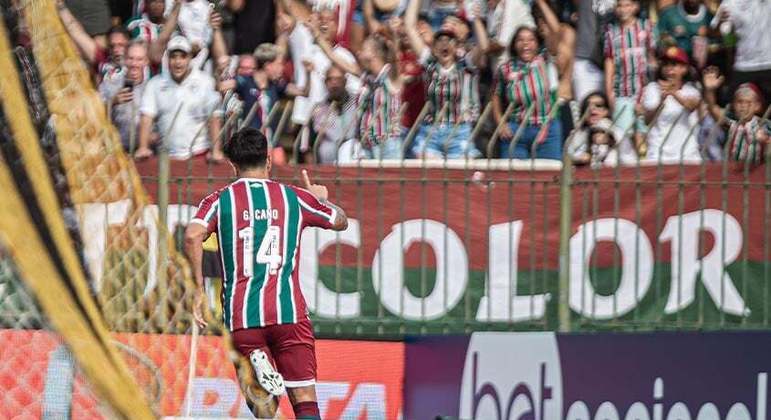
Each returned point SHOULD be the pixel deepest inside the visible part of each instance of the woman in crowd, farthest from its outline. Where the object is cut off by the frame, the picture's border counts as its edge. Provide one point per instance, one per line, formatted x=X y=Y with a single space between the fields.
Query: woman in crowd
x=597 y=141
x=530 y=79
x=452 y=90
x=669 y=105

== == ==

**Task**: Each line of the data above should be reproduced without alteration, and no picture should appear in the copy.

**Result for this exercise**:
Each returned point SHOULD be the pixel deepest inside the visible part of each instance of the woman in crowd, farthest from its outline. Where the object is cut off by the frame, the picture's border counts as its edge. Provide one point per instance, one per line, formatted x=X y=Y with a single space between the fields.
Query: woman in crowd
x=597 y=141
x=530 y=79
x=452 y=90
x=669 y=105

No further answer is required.